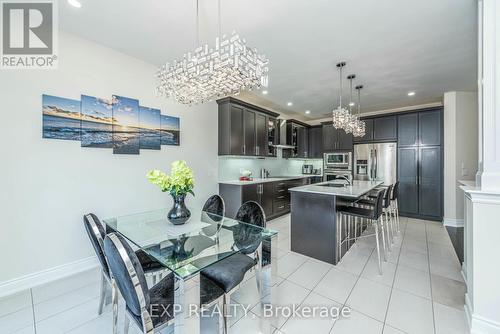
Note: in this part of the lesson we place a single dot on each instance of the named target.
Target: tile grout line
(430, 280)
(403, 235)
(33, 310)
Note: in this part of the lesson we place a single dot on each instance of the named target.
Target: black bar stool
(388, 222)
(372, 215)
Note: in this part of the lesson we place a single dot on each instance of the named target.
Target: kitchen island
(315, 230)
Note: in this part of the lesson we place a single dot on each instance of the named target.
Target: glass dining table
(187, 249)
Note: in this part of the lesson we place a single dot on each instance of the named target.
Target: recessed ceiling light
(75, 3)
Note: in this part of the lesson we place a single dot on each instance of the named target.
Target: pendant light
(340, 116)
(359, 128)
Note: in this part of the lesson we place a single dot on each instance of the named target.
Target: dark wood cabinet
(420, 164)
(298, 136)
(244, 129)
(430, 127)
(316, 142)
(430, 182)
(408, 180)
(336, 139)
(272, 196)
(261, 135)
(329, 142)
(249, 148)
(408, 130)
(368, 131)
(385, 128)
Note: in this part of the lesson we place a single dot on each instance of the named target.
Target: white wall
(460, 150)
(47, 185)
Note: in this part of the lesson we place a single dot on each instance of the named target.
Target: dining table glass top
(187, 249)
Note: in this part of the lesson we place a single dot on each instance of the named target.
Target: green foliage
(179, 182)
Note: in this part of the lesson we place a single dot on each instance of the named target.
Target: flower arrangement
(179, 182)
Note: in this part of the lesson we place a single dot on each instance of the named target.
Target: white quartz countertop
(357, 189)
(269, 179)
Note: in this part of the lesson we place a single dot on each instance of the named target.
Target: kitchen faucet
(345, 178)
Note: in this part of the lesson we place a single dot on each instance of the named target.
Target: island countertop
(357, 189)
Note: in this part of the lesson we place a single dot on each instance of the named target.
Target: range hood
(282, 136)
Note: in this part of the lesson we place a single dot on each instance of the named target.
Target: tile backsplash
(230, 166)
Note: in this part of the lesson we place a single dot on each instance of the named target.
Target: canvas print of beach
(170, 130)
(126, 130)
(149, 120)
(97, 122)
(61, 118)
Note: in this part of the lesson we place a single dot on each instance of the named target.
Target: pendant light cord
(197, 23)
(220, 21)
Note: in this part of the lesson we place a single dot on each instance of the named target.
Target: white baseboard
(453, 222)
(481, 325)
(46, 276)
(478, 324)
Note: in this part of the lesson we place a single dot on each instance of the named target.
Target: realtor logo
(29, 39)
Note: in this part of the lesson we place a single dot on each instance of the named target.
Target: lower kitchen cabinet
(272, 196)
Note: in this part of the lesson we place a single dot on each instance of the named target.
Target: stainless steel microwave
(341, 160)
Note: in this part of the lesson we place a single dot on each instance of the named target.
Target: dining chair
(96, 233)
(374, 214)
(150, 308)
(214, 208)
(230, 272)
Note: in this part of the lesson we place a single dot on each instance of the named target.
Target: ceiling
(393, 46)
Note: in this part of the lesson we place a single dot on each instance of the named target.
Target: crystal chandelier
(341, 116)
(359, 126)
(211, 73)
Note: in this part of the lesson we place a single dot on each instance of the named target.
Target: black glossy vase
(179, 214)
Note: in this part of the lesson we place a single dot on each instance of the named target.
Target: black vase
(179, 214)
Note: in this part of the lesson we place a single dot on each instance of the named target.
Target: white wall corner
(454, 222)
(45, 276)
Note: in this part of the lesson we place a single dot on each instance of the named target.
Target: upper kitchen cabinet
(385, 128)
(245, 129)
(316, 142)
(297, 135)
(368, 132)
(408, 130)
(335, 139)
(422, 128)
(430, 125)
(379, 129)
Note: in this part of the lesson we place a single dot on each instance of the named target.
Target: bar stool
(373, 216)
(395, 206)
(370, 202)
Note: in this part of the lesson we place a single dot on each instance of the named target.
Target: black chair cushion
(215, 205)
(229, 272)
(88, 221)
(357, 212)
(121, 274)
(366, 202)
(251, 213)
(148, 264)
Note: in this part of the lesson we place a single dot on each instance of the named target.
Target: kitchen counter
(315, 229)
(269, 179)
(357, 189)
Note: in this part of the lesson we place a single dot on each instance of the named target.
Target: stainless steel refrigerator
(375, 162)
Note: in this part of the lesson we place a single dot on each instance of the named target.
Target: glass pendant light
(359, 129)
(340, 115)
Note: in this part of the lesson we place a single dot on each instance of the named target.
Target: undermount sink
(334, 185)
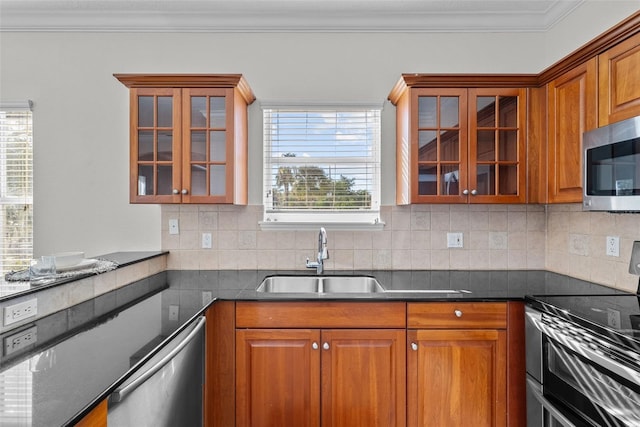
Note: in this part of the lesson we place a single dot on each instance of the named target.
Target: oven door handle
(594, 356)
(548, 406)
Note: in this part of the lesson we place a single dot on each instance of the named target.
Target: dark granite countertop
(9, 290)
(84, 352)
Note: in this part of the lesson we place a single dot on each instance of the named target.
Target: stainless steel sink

Task statement —
Print all the entries exactly as they appear, without the pictures.

Solution for this problem —
Note: in this part of the lesson we place a single dot on each instance of the named target.
Target: tile grout line
(430, 280)
(403, 235)
(33, 310)
Note: in this part of the lesson we place a single dot on each instance of the named target.
Target: black bar stool
(388, 222)
(372, 215)
Note: in this part of the lesson we place a single dot on each instance of the named target.
Target: kitchen island
(315, 230)
Note: in this part of the lesson we place a single dot on each instance of the named target.
Target: glass dining table
(187, 249)
Note: in this part of the lesson we place a single dot on each instance of the named target.
Target: recessed ceiling light
(75, 3)
Note: in this part of the lesson we place a single dot on each instance of the named target.
Target: pendant light
(340, 116)
(359, 128)
Note: in this part of the lesson we place a single dot on each instance of the named target.
Target: dark wood cabinet
(420, 164)
(298, 136)
(244, 129)
(430, 127)
(316, 142)
(430, 182)
(408, 180)
(336, 139)
(272, 196)
(261, 135)
(329, 142)
(249, 148)
(408, 130)
(368, 131)
(385, 128)
Note: in this part of the lesson we place a single dot on each instance of the named target.
Target: white wall
(460, 150)
(47, 185)
Note: in this part of the lesson we place a single dot on each instance of the named target.
Target: dining table glass top
(187, 249)
Note: in this part of the lesson we place a single dot on each instance of the named target.
Target: green foliage
(179, 182)
Note: in this part of the lesson we place a single dot on each instance of the named target.
Target: flower arrangement
(179, 182)
Note: in this part of the lesson we place a single dot on each instance of the named target.
Target: white quartz countertop
(357, 189)
(269, 179)
Note: in this part of the lesson we place a single dot on each instance of the named target.
Target: kitchen faucet
(345, 178)
Note: in this part of the lesson we place a single dot on each instance of the named target.
Target: island countertop
(357, 189)
Note: in this part of the lesson we place a single dot on each instance of the named target.
Target: range hood
(282, 136)
Note: in this part of the lesson we place a single dot on each instance of the named target.
Target: tile backsplash
(230, 166)
Note: in this part of the lesson we place a single dot on each instance of the named target.
Target: canvas print of beach
(170, 130)
(126, 130)
(149, 120)
(97, 122)
(61, 118)
Note: in this part of the lesson we place a single dot on each instance of the named target.
Target: pendant light cord
(197, 23)
(220, 21)
Note: in this part of the lesson we place a single dot on each instance of the named target.
Target: white baseboard
(453, 222)
(481, 325)
(46, 276)
(478, 324)
Note: in this part of the lesson we place a single dot on each instance of the named target.
Target: realtor logo
(29, 39)
Note: in this part of the lesson we place a single dot on each instance of the named target.
Target: lower kitchen cabinet
(272, 196)
Note: in this part of the lesson we place a single dot on each instance of the named target.
Target: stainless steel microwave
(341, 160)
Note: in this part of the lesson we place a single dot on each instance of the named target.
Target: dining chair
(96, 233)
(374, 214)
(150, 308)
(214, 208)
(230, 272)
Note: in this part of the lesson we place a single dot on each instance of the named target.
Target: ceiling
(393, 46)
Note: in this part of the lesson we place a single dot on each instance of the named target.
Target: crystal chandelier
(341, 116)
(359, 126)
(211, 73)
Note: in this part of the lesson we place a single dot on each instance of the named target.
Target: black glossy vase
(179, 214)
Note: in this part of the lesson we place a single dot on each instance of the named target.
Target: black vase
(179, 214)
Note: in this part of the lesson we place a single dot on each instance of the named target.
Target: white wall corner
(454, 222)
(45, 276)
Note: in this part of the lesson we place a single dot on each instance of the named target.
Target: upper kitchen cabinet
(385, 128)
(245, 129)
(316, 142)
(297, 135)
(368, 132)
(408, 130)
(335, 139)
(422, 128)
(430, 125)
(379, 129)
Note: in this part of the lesson we place a single dot on each instance of the named target.
Target: bar stool
(373, 216)
(395, 206)
(370, 202)
Note: in this part of the lesson we place a single dot on each instance of the named target.
Target: black chair cushion
(215, 205)
(229, 272)
(88, 221)
(357, 212)
(121, 274)
(366, 202)
(251, 213)
(148, 264)
Note: in this part of the lesson we place a single dot on each instance of the named target.
Target: kitchen counter
(315, 229)
(269, 179)
(357, 189)
Note: in this part of the lesson we place a single dot on each instance of the named target.
Target: stainless steel refrigerator
(375, 162)
Note: in this part of the lesson we place a single dot on each instance of the named target.
Target: glass pendant light
(359, 129)
(340, 115)
Note: in this part of the lesson we place a single dot on each instance of the named target.
Target: undermount sink
(334, 185)
Note: in this part of the lesson we place a single dot on each instance of the named target.
Target: oven door handle
(594, 356)
(548, 406)
Note: in this part of the lesson we place a single dot on each instance of the named target.
Target: dark granite countertop
(9, 290)
(84, 352)
Note: in this part of the lesson we place a single dot on each instance of the named target.
Target: stainless steel sink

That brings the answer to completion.